### WHAT YOU HAVE TO DO
Restate the whole of the data below word for word, skipping the images.

SUPPLIED MATERIAL Start Marker

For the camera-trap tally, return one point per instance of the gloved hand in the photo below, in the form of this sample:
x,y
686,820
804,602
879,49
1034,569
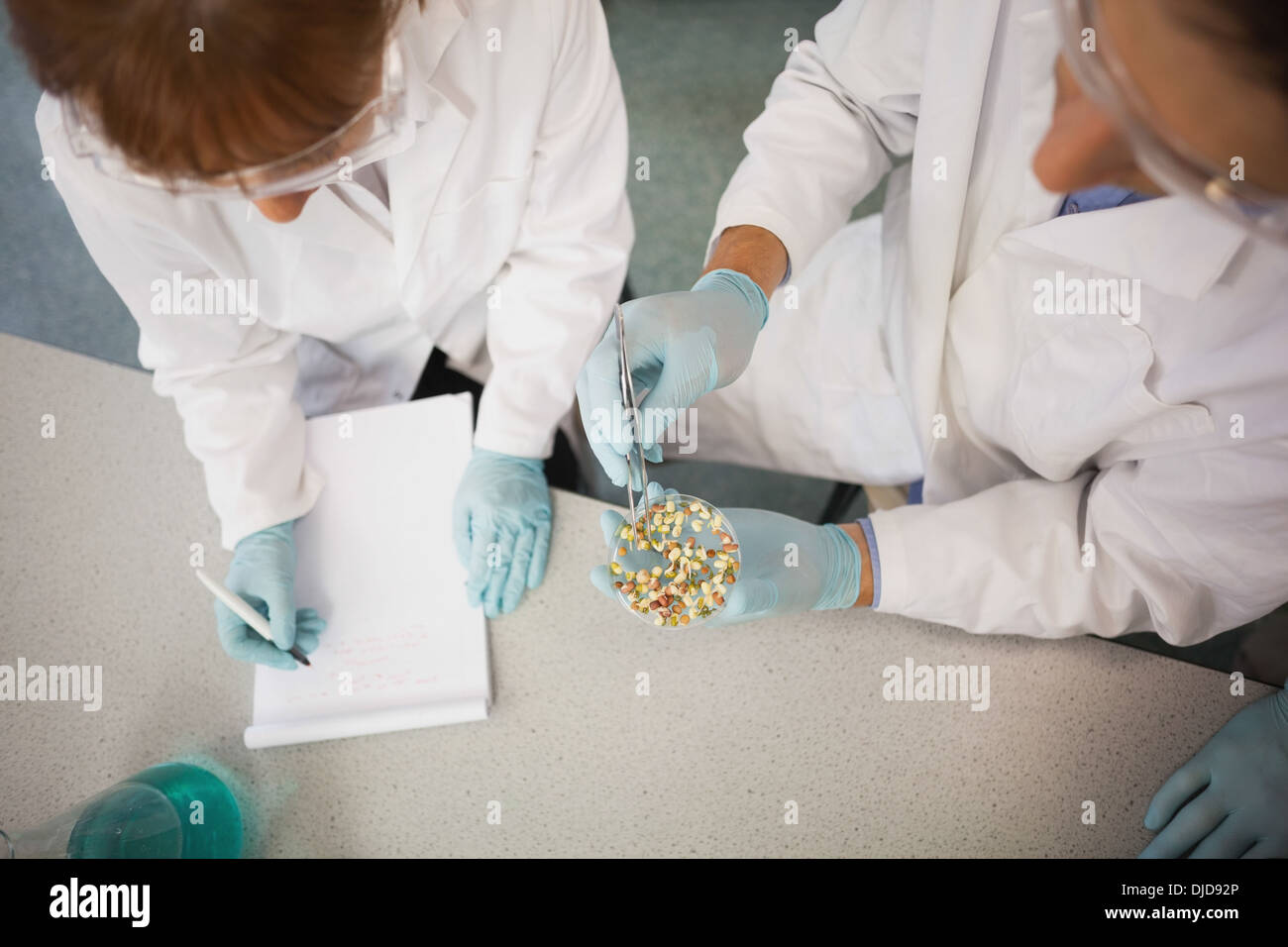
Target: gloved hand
x,y
1240,777
263,573
681,346
787,565
501,527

SUPPLIED MATERIAL End Marker

### TASK RESULT
For the camera-trap tally, return one point per instance of the gloved hand in the photo below, in the form of this sample:
x,y
686,820
804,602
879,49
1034,569
Target: gloved hand
x,y
1240,777
263,573
681,346
787,565
501,527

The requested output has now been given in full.